++++ Records for this task ++++

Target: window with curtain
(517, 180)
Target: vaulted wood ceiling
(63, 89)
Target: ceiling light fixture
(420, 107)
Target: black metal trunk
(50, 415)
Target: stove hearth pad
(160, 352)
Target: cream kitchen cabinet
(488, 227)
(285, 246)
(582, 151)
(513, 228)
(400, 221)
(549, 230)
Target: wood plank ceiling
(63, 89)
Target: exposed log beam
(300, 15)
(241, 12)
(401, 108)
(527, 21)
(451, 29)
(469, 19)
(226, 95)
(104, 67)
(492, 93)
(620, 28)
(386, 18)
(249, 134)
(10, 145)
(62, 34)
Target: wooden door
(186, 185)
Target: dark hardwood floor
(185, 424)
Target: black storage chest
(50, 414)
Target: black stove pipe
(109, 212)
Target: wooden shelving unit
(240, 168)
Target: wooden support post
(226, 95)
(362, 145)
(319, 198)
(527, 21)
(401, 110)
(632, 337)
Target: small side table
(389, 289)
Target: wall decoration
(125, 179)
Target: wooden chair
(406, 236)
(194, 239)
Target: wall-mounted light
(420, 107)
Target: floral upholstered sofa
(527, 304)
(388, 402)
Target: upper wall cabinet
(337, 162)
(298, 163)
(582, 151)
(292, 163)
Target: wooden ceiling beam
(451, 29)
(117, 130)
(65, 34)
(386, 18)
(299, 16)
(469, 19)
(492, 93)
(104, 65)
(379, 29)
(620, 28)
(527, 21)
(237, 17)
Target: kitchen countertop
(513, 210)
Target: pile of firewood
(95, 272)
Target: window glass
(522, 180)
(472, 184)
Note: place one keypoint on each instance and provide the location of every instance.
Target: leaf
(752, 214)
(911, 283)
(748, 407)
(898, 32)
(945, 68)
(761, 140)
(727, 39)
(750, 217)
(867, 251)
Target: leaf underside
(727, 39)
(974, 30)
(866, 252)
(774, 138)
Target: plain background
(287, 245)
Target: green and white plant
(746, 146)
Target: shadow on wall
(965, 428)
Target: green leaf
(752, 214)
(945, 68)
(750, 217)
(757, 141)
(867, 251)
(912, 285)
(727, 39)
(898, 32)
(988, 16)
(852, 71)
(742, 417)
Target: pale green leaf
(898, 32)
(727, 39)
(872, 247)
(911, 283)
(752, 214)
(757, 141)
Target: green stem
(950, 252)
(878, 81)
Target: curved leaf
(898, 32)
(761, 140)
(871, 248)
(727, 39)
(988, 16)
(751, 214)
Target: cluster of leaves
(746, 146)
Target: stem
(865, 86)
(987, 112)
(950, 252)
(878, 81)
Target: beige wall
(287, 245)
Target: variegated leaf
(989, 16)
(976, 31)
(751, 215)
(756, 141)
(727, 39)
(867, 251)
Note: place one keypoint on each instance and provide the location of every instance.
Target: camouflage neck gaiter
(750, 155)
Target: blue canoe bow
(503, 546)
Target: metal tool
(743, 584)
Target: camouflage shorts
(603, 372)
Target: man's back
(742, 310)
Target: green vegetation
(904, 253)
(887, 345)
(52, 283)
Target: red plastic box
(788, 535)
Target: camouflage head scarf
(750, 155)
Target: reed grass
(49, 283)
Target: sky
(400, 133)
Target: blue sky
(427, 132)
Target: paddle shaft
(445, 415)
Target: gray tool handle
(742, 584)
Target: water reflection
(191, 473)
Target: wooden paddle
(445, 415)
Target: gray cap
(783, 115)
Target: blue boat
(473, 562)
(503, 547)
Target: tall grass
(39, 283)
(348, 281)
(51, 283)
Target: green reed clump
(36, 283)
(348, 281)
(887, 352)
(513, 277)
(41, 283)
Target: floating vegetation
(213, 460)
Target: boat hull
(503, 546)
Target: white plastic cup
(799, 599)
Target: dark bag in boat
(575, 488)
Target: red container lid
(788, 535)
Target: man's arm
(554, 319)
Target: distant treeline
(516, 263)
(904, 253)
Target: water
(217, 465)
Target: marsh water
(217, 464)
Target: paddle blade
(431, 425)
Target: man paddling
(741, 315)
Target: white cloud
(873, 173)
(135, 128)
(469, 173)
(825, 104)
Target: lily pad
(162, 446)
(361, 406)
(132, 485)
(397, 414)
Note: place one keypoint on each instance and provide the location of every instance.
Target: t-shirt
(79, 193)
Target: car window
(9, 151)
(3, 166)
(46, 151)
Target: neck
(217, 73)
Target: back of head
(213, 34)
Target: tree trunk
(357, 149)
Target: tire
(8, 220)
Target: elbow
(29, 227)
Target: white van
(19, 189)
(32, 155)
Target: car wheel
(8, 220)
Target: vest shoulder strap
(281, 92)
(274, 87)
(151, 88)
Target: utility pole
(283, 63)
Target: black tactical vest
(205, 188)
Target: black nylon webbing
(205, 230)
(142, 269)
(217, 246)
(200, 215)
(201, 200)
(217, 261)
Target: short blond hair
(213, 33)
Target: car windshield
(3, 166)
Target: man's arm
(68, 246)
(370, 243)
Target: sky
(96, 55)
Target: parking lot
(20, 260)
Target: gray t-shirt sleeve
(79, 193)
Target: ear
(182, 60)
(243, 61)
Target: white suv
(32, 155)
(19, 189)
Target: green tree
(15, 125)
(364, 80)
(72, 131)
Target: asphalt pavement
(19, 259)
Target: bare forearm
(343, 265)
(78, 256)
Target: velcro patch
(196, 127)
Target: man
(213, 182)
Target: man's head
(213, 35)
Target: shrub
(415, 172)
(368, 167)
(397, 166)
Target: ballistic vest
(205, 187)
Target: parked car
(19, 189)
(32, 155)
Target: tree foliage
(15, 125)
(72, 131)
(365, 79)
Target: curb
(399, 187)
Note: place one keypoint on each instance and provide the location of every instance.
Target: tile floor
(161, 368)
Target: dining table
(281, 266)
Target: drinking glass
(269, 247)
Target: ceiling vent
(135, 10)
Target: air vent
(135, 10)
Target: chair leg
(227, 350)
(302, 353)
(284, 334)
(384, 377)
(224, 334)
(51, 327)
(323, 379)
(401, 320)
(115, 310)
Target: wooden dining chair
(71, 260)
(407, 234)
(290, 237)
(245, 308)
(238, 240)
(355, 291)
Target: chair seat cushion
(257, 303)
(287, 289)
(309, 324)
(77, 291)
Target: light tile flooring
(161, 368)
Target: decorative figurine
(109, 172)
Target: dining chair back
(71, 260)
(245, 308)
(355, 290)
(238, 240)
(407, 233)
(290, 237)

++++
++++ Records for this task ++++

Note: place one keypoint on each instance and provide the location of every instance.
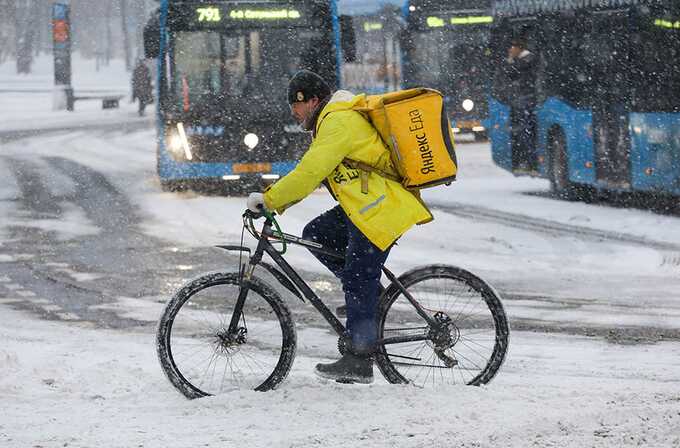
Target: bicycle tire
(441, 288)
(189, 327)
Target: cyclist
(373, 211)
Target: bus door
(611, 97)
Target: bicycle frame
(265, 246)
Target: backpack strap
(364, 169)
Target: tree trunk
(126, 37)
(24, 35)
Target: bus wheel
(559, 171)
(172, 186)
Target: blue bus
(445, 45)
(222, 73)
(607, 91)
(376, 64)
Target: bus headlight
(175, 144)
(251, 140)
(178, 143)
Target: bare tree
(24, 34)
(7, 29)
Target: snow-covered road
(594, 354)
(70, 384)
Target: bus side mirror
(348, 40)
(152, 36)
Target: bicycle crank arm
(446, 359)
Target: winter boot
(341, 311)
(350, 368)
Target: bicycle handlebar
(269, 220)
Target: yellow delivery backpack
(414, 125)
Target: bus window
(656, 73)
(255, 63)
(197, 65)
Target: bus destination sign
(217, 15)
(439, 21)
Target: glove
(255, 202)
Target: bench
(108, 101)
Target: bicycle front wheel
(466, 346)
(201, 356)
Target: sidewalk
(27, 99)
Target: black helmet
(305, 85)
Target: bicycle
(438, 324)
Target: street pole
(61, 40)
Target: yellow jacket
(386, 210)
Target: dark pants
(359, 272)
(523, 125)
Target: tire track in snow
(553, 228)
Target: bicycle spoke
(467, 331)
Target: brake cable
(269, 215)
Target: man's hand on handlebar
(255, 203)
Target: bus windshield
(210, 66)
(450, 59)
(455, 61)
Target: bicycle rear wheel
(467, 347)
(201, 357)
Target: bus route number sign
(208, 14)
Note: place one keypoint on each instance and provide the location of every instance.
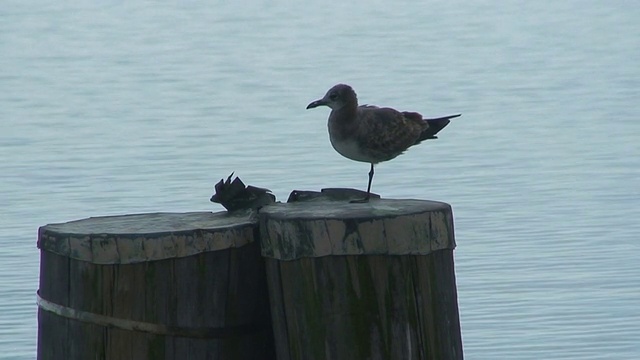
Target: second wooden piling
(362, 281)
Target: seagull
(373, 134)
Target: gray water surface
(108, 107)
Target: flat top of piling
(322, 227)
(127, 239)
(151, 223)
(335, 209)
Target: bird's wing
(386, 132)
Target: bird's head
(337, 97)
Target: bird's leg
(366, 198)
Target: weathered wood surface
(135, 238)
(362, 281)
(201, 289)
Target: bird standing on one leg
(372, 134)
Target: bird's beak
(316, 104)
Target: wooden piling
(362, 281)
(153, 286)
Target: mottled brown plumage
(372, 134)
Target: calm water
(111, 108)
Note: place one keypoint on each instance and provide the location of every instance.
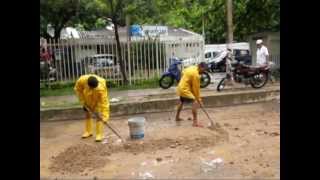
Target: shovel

++++

■ **Goal of the exercise**:
Return exactly the lines above, from the one with "Target: bird standing on one leg" up to and including the one with "Target: shovel", and include no pictures.

■ **Answer to the problem**:
Target: bird standing on one leg
(372, 134)
Target: bird's beak
(316, 104)
Target: wooden piling
(362, 281)
(153, 286)
Target: mottled brown plumage
(372, 134)
Target: calm water
(111, 108)
Note: place one keypoint on each instance and provide the location of every instance.
Target: shovel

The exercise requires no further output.